(Data listing)
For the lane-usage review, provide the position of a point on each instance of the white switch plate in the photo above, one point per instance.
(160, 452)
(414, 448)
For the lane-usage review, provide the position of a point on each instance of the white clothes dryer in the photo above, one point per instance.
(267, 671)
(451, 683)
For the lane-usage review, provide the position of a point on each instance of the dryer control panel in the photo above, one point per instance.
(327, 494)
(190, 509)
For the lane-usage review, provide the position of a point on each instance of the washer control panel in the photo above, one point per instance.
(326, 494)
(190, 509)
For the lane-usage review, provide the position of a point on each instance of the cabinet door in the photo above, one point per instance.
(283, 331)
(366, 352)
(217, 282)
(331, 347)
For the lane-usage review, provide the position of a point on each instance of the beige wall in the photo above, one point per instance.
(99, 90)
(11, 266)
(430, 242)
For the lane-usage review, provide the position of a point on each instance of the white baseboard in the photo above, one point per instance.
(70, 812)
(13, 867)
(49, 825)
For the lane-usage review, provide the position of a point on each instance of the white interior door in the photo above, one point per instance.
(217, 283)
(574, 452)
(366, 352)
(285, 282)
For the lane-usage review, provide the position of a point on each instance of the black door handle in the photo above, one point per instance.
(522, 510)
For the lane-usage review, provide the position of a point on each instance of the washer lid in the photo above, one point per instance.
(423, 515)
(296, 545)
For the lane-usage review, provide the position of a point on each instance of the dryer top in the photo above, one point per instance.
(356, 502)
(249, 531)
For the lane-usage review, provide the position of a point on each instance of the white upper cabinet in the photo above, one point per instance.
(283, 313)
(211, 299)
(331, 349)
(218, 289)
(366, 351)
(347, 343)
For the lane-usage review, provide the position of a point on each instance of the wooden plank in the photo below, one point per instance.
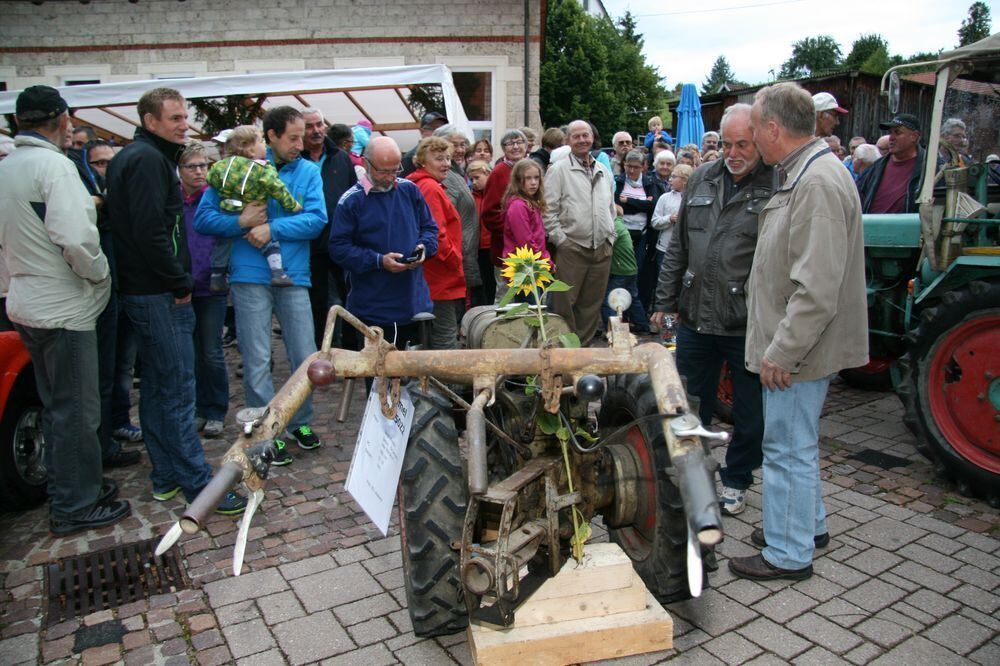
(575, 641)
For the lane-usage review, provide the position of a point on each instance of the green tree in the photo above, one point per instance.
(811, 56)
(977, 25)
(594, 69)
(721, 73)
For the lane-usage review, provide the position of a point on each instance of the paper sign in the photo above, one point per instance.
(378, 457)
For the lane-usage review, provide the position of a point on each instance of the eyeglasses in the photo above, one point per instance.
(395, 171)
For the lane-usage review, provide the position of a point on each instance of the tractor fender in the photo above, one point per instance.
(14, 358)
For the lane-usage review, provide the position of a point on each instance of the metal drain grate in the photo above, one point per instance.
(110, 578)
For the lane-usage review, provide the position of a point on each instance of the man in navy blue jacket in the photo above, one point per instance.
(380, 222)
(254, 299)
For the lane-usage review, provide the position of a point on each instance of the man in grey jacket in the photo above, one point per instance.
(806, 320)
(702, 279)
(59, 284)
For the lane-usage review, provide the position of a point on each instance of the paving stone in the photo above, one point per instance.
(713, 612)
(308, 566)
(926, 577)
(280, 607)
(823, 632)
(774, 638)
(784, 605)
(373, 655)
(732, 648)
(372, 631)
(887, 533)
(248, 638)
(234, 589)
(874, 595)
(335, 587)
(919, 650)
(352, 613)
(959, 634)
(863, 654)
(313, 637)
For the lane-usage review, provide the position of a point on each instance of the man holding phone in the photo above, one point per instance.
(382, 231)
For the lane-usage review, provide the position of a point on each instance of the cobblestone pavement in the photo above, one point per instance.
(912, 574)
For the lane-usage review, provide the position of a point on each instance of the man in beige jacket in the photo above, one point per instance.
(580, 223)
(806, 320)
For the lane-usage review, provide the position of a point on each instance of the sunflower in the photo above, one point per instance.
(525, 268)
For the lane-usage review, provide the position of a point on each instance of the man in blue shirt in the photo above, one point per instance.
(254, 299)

==

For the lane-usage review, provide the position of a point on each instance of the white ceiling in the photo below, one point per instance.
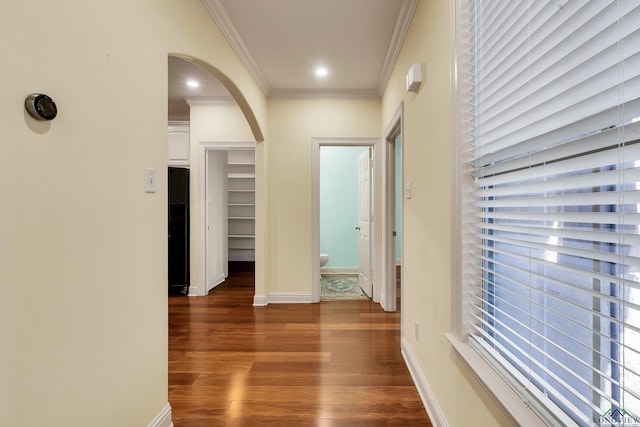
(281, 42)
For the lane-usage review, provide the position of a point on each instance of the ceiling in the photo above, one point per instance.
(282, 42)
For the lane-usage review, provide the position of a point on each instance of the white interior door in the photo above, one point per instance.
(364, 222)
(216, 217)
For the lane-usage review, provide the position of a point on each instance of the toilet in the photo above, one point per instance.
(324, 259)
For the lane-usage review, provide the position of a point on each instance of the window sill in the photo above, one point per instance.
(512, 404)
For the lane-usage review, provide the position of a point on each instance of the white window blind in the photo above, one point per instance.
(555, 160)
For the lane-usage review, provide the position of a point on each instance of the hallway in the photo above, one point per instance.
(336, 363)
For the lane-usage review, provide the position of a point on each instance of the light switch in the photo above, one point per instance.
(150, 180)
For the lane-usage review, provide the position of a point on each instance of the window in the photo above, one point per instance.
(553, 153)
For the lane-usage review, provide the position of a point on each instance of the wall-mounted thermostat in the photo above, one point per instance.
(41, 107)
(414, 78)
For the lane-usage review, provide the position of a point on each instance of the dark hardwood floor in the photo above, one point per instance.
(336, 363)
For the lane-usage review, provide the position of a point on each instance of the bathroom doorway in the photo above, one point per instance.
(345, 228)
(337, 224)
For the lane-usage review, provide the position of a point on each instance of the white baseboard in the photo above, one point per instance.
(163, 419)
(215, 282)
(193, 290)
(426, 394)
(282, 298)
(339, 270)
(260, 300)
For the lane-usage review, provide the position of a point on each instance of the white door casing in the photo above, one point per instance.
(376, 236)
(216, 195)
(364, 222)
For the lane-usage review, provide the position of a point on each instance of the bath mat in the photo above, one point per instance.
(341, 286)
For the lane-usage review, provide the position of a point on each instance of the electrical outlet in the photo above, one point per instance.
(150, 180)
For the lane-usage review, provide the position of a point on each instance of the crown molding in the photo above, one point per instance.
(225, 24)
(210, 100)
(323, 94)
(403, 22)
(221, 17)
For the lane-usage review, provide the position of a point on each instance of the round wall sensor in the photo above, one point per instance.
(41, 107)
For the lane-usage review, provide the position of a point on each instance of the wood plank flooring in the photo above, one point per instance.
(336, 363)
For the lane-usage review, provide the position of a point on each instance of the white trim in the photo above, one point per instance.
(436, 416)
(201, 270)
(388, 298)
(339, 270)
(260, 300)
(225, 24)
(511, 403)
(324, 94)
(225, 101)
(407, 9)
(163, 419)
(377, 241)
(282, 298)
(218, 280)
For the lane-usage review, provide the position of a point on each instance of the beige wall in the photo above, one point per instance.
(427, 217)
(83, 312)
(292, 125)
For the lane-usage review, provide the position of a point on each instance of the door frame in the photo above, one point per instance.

* * *

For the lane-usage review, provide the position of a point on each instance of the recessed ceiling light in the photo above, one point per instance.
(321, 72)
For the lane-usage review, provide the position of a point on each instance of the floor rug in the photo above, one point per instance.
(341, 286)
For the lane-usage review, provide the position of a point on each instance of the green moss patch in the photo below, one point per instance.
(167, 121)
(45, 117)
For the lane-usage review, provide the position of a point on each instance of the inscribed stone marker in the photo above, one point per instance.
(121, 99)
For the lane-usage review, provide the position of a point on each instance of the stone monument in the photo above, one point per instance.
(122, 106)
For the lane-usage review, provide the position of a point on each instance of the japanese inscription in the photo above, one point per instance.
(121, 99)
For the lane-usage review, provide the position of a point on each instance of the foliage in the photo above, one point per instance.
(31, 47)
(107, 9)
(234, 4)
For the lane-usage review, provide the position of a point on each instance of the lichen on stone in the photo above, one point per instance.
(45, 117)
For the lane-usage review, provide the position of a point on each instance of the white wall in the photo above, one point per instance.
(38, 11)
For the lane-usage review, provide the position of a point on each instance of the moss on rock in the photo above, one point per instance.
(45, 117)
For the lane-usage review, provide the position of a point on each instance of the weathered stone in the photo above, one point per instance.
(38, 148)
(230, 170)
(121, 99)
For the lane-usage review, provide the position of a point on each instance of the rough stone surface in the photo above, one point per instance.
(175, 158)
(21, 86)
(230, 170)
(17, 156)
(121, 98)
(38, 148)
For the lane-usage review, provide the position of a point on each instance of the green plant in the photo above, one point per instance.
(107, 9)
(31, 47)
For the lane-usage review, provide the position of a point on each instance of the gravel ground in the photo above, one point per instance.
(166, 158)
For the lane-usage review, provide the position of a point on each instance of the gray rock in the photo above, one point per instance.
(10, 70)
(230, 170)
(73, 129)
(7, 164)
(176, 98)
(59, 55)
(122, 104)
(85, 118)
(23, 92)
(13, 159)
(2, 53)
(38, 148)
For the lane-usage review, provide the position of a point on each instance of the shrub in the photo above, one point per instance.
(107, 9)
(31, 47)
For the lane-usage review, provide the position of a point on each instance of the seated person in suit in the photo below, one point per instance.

### What this task involves
Pull out every line in the items that contains the string "washer", copying each one in full.

### Written solution
For the lane-usage review, provide the position of a point on each instance of the washer control panel in the photo above, one point per instance.
For the lane-usage review, provide the position of a point on each instance of the washer lid in the photo above, one point per instance.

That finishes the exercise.